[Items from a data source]
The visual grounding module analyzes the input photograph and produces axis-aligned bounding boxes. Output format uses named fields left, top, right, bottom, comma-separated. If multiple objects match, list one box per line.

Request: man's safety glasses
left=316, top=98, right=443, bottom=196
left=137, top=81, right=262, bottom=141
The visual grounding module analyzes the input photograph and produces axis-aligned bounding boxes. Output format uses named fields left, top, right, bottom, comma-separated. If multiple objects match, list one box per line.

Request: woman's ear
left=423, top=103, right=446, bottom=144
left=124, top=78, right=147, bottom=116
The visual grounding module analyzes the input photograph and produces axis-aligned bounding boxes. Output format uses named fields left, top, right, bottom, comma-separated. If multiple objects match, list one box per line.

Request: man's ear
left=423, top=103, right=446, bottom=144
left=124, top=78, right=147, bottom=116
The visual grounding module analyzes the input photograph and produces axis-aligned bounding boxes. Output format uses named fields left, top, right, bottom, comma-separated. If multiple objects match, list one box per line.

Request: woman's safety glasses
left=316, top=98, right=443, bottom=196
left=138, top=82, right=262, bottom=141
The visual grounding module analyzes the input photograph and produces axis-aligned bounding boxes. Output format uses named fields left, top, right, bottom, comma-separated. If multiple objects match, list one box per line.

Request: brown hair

Description of the task:
Locate every line in the material above that contains the word "woman", and copy each of those lines.

Full answer:
Request: woman's ear
Request: woman's safety glasses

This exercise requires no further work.